Study questions —
1. Summarize the passage on ion beam analysis techniques in two sentences.
2. Decide whether each statement agrees with the passage on ion beam analysis techniques, and answer yes or no, quoting the words of the passage that decide it: (a) RBS works by measuring the energy of ions that are elastically backscattered. (b) ERDA is also known as backward recoil scattering. (c) ERDA is used to examine the concentration of heavy elements.
3. Write the next part of the passage on ion beam analysis techniques, picking up right after its last line.

Selected text —

=== Begin Enclosure ===

Recently, analysis using ion beam became an order of modern analytical techniques by the use of MeV ion beams to study the elemental compositions. During bombardment, interactions of the ion with matter results in elastic and inelastic scattering, nuclear reaction, and excitation of the electromagnetic waves. Below is a demonstration of the typical techniques (Figure 1).

Figure 1.

Ion beam analysis techniques.

2.1 Rutherford backscattering spectrometry (RBS)

Rutherford backscattering spectrometry (RBS) is one of most frequently used ion beam analysis. It is used to examine the elemental composition with depth profiling of samples by measuring the energy of an elastically backscattered ion beam, which depends on the mass of the targeted sample and on the penetrating distance, which the back scattering occurred (Figure 2).

Figure 2.

Schematic of RBS setup.

2.2 Elastic recoil detection analysis (ERDA)

Elastic recoil detection analysis (ERDA), known as forward recoil scattering can be used to examine the light elemental concentration with depth profile in a thin film. In this technique, light element such as hydrogen could be recoiled by heavy element in the forward direction and detect (Figure 3).

Figure 3.

Typical ERDA setup.

2.3 Particle-induced X-ray emission (PIXE)

=== End Enclosure ===

Stored items:
=== Begin Enclosure ===

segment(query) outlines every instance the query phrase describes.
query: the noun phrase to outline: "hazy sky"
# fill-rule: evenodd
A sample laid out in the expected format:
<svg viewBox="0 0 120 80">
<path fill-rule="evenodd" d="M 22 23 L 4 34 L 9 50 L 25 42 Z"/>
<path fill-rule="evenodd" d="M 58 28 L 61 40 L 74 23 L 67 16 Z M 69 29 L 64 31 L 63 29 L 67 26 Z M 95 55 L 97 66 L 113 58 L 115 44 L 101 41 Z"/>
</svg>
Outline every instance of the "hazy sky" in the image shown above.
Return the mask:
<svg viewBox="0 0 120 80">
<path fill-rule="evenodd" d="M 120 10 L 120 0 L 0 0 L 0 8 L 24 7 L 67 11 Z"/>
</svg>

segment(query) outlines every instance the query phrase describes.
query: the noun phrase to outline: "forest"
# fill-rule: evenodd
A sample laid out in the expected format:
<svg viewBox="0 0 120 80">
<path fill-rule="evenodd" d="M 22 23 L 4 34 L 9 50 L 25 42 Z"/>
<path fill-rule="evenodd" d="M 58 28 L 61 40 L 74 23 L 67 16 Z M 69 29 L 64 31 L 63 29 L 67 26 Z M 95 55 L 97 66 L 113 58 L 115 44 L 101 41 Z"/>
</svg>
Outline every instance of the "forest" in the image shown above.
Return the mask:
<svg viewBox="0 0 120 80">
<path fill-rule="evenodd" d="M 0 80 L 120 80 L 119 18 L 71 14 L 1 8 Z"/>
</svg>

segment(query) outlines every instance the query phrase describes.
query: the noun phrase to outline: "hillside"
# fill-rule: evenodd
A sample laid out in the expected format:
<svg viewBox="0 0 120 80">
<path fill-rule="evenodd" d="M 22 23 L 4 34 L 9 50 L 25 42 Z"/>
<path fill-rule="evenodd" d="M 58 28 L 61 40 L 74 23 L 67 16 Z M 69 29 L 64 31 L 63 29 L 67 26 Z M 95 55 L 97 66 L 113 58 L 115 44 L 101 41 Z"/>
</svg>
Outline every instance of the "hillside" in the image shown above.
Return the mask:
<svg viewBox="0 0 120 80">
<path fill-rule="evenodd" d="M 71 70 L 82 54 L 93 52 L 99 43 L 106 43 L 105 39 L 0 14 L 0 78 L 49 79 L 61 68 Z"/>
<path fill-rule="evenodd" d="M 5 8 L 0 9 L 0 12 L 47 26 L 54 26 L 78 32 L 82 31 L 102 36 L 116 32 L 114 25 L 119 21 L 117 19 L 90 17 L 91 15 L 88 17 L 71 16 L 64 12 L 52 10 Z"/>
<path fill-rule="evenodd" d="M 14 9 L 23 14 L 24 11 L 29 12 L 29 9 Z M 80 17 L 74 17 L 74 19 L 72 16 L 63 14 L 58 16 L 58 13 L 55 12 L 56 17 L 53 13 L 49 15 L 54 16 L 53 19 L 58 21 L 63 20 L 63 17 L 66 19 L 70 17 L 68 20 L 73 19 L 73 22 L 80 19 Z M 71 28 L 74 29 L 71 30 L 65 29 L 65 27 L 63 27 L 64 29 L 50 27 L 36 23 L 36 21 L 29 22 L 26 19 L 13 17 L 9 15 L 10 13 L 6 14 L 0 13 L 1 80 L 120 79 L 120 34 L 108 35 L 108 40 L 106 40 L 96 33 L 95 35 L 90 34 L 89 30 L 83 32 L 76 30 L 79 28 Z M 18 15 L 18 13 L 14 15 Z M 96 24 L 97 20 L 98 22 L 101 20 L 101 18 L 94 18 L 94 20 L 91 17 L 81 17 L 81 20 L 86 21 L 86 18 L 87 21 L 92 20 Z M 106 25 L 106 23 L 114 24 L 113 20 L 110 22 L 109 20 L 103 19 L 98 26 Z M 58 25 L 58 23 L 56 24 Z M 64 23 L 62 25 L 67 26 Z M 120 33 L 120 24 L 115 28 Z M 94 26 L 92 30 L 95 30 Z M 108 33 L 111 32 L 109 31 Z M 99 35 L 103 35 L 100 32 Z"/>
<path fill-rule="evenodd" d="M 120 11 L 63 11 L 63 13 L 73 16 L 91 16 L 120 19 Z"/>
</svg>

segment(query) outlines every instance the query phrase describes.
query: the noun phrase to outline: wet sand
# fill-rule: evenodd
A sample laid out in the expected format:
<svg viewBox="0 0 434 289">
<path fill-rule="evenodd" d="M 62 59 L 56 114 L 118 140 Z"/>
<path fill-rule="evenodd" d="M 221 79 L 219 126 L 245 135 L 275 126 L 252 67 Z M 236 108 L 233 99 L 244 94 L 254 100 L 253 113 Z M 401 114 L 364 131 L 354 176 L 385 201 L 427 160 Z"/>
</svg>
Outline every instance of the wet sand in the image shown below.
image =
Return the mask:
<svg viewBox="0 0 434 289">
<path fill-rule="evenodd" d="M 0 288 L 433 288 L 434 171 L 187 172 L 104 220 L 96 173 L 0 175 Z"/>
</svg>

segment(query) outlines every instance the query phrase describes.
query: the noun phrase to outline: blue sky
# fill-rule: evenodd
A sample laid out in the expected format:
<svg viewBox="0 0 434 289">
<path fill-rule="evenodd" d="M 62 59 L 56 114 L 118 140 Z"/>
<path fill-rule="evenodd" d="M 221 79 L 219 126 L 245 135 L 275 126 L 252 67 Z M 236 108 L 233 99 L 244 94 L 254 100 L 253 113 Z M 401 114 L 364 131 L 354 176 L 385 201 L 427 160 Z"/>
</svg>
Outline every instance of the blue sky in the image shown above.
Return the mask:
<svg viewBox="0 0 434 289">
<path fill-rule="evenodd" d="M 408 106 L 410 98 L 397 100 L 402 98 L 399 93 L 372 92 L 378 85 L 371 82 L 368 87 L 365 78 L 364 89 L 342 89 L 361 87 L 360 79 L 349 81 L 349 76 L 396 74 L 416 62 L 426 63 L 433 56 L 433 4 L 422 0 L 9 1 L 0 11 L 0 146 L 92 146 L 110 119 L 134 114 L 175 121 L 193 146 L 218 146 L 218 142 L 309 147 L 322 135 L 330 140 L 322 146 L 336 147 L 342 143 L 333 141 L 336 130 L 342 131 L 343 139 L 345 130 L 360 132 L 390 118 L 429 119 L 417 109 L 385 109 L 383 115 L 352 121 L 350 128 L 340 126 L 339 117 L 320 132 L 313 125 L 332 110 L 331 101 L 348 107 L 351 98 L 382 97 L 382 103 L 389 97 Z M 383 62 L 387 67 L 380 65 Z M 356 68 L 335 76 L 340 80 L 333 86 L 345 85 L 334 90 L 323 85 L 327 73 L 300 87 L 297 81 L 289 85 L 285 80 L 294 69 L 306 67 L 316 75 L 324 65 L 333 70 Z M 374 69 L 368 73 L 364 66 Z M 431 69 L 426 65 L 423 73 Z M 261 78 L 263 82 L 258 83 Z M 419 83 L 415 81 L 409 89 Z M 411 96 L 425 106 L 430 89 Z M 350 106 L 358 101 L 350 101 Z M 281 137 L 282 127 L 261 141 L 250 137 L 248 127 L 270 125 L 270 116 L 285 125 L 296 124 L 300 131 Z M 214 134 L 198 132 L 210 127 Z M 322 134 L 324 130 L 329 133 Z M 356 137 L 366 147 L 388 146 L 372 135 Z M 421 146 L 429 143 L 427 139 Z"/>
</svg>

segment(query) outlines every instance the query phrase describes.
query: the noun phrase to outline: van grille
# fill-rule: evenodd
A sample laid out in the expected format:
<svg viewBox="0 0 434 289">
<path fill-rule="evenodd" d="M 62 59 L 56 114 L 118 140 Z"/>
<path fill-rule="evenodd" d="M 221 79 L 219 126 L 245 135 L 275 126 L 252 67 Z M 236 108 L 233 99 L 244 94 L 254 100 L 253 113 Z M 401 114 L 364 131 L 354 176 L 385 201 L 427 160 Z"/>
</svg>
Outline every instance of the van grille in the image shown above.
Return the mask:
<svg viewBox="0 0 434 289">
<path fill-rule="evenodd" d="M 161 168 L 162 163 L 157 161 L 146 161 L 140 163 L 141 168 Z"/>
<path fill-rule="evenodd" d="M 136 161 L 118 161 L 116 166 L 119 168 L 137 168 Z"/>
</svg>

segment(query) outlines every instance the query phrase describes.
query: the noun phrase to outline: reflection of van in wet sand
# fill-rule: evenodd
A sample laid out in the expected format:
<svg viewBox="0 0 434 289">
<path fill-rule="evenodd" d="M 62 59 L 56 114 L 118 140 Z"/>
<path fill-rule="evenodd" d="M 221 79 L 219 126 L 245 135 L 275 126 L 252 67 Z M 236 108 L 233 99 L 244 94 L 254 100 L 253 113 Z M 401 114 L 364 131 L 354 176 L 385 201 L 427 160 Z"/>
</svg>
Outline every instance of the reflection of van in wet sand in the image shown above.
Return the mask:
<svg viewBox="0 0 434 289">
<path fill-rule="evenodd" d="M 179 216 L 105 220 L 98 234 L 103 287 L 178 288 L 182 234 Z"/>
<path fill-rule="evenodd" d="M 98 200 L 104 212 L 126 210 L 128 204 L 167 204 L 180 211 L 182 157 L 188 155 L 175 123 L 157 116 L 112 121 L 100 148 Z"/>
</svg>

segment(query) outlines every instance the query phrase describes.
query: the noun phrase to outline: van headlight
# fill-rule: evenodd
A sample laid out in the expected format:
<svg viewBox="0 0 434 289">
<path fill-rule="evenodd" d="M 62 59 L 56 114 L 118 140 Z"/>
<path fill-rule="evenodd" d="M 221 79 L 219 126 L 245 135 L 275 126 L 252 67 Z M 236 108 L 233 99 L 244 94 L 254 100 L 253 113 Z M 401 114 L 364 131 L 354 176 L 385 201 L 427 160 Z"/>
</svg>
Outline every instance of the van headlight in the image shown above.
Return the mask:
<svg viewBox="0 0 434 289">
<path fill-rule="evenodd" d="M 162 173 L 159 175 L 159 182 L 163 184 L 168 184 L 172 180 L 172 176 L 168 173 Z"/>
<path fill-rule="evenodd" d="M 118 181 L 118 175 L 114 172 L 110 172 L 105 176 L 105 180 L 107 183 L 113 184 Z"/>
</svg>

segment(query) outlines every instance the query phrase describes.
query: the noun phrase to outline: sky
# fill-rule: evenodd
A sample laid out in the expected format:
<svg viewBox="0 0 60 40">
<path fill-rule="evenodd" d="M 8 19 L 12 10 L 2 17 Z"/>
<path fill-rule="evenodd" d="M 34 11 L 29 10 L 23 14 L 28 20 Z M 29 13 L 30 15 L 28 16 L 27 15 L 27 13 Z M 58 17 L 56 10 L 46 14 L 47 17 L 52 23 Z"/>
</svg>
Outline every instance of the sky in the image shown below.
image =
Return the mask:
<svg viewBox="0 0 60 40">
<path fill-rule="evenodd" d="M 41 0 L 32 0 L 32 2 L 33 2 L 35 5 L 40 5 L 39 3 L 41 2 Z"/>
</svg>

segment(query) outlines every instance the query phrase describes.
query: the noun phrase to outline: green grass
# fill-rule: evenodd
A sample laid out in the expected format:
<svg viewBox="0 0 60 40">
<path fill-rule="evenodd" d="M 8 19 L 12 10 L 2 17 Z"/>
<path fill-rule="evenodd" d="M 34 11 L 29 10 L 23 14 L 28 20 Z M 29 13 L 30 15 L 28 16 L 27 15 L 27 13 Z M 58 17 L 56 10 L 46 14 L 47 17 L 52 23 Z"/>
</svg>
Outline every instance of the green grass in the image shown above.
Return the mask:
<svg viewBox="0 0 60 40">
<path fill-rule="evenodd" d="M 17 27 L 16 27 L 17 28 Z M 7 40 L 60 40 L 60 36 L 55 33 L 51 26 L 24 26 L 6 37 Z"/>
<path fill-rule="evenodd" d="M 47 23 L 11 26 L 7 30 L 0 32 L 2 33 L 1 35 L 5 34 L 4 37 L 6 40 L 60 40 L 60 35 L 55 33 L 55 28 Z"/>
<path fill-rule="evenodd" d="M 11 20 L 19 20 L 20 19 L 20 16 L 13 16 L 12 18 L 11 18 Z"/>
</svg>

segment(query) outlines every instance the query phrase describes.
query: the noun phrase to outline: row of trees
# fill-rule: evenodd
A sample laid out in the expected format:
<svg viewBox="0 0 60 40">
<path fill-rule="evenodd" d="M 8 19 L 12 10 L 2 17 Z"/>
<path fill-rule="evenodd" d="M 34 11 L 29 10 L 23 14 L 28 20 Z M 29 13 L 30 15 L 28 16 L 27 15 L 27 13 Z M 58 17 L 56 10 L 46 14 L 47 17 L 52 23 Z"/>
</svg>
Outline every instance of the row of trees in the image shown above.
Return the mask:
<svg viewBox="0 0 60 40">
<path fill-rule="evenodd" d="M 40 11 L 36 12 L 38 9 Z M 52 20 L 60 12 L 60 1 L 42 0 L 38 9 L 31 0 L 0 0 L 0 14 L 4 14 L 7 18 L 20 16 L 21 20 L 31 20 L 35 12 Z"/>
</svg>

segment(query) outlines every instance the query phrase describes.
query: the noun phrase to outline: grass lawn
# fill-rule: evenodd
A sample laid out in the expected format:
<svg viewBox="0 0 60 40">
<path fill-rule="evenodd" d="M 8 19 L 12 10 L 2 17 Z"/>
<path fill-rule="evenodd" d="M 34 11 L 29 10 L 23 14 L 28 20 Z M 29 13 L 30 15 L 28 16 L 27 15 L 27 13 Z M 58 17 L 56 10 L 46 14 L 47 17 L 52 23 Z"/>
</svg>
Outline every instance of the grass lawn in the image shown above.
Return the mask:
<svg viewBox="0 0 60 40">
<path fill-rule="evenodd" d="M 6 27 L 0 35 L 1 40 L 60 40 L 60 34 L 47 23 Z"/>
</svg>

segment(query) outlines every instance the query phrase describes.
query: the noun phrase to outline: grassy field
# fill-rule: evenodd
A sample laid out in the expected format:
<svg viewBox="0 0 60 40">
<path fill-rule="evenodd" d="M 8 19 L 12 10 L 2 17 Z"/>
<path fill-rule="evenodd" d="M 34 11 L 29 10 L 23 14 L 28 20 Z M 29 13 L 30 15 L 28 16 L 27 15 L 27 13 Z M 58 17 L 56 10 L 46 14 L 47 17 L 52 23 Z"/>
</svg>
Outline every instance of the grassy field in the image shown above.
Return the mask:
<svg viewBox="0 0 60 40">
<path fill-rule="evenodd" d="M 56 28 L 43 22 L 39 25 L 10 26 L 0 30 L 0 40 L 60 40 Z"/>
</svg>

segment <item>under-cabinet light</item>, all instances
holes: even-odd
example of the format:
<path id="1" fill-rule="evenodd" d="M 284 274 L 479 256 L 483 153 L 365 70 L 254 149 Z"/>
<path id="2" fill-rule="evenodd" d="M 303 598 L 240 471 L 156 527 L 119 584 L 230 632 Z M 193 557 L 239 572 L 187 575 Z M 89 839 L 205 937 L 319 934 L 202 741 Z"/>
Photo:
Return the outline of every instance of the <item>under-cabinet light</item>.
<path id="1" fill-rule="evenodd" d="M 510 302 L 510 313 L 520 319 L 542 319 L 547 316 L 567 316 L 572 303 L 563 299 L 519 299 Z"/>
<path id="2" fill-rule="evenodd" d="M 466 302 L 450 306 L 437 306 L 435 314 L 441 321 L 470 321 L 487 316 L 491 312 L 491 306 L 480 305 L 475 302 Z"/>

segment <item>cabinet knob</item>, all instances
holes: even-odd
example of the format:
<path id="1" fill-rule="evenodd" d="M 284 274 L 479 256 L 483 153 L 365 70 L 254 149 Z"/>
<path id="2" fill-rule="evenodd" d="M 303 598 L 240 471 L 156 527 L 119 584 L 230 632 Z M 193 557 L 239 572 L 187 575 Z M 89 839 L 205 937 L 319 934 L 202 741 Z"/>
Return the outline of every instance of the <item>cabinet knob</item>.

=== End Enclosure ===

Answers to this exercise —
1. Ion beam analysis uses MeV ion beams to study elemental compositions, and the ions' interactions with matter bring elastic and inelastic scattering, nuclear reactions, and excitation of electromagnetic waves. Rutherford backscattering spectrometry measures the energy of elastically backscattered ions to examine elemental composition with depth profiling, while elastic recoil detection analysis detects light elements such as hydrogen recoiled in the forward direction to examine their concentration with depth profile in a thin film.

2.
(a) Yes: "by measuring the energy of an elastically backscattered ion beam"
(b) No: "known as forward recoil scattering"
(c) No: "can be used to examine the light elemental concentration with depth profile in a thin film"

3.
Particle-induced X-ray emission or proton-induced X-ray emission (PIXE) is a technique used in determining the elemental content of a sample from Na to heavier elements. These incident beam particles (usually protons) expel internal shell electrons from the target atoms, which results in the emission of characteristic X-rays (Figure 4).

Figure 4.

Schematic of PIXE setup.

2.4 Nuclear reaction analysis (NRA)

Nuclear reaction analysis (NRA) involves the study of sample by irradiating them with select projectile nuclei with very-high-energy ions to induce nuclear reactions in the target nuclei. Targeted samples undergo a nuclear reaction under resonance conditions for a sharply defined resonance energy. The reaction product is usually a nucleus in an excited state, which immediately decays, emitting ionizing radiation that can be analyzed and interpreted (Figure 5).

Figure 5.

Typical NRA setup.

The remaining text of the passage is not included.